**Exercise requirements:**
#1 In the article below on states importing trash, translate this sentence into Spanish: "Since 1995, 25 states have seen garbage imports rise, with Indiana, Pennsylvania and Virginia seeing the biggest increases."
#2 Carry on the article below about states importing out-of-state garbage, picking up after its final sentence.

**Given passage:**
--------------------------------------------------
Transient Trash – A Garbage Issue In 33 States

By: - April 1, 1999 12:00 am

WASHINGTON – Tired of talking trash with garbage-exporting New York City Mayor Rudolph Giuliani and not wanting Virginia to become the nation’s pre-eminent landfill, Gov. Jim Gilmore signed laws this week capping his state’s intake of municipal solid waste. The issue, which fired up Virginia voters and united the Legislature, is also confronted by 32 other trash-importing states. This is especially true in Pennsylvania, whose intake of 6.3 million tons of out-of-state refuse in 1997 makes it first in the nation, according to the Congressional Research Service.

Virginia was the nation’s second leading trash importer with 2.8 million tons, followed by Indiana, 2.1 million, Michigan, 1.7 million, Illinois, 1.3 million, Wisconsin and Kansas at 1.2 million each, Oregon, 1.1 million and Ohio, 1 million. Even picturesque Utah allowed 3,511 tons of municipal solid waste into its borders.

Since 1995, 25 states have seen garbage imports rise, with Indiana, Pennsylvania and Virginia seeing the biggest increases. Among the 13 states that experienced a decline were Ohio, South Carolina, Utah and West Virginia.
--------------------------------------------------
**Raw records:**
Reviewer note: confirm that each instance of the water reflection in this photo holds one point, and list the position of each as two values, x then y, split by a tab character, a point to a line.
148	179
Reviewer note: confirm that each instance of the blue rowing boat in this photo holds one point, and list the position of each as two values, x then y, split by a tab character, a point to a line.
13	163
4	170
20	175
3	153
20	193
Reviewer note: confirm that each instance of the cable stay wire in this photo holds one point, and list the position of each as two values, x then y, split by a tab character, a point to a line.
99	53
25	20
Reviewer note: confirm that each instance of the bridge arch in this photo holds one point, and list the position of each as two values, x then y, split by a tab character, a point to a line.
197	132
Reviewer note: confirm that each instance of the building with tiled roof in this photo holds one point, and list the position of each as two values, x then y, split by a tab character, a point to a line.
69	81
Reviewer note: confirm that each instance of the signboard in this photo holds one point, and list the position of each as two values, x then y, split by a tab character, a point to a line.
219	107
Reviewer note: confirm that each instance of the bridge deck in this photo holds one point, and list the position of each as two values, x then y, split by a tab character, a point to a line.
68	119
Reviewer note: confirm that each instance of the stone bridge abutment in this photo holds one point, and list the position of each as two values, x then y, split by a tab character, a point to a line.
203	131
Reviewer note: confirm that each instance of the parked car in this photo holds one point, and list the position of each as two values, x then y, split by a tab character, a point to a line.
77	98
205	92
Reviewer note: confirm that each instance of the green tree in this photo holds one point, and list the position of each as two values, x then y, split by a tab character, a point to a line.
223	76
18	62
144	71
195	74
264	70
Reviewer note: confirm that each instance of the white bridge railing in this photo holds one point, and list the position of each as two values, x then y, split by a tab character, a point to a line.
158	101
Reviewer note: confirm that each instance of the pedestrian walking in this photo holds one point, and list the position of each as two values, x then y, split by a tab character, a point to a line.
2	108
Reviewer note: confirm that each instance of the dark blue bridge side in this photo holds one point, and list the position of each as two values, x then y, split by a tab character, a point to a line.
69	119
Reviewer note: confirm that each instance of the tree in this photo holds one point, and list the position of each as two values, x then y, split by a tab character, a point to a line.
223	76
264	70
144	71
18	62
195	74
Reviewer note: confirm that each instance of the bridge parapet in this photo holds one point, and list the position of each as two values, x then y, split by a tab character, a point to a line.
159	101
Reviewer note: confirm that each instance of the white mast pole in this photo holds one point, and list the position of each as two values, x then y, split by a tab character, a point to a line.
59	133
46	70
--------------------------------------------------
**Task responses:**
#1 Desde 1995, 25 estados han visto aumentar sus importaciones de basura, y Indiana, Pensilvania y Virginia registraron los mayores aumentos.

#2
Why don’t states just turn away the smelly flotsam and jetsam of others? For one thing, local governments get paid billions of dollars to accept it. Furthermore, the Supreme Court has ruled that interstate shipment of garbage is interstate commerce, giving it constitutional protection.

The U.S. House Commerce Committee, chaired by Republican Rep. Thomas J. Bliley of Virginia, is planning a hearing on interstate waste dumping.

In the meantime, Virginia has moved to limit, if not alleviate, the problem. The legislation signed by Gilmore caps refuse coming into Virginia’s seven giant landfills at 1998 levels. It also prohibits the use of garbage barges along three of the state’s main rivers, restricts where landfills can be built and calls for more frequent inspections.

Irate Virginia residents inundated Gilmore with calls, letter and e-mails imploring him to stem the flood of Yankee garbage coming into the Old Dominion state.

“Overall, they have been asking the governor to take action on this, to try and prevent Virginia from becoming the garbage capital of the world,” Gilmore spokeswoman Lila Young says.

Giuliani helped stoke Virginia’s anti-garbage fervor in February when he wrote a letter to Gilmore that said in part, “There is no reason for you to be offended. No one is obligated to accept New York City’s garbage. It is a relationship of mutual benefit entered into freely and voluntarily.”

When asked by reporters to expound on his garbage letter, Giuliani said, “If you want the money that goes with it, then you take the garbage.”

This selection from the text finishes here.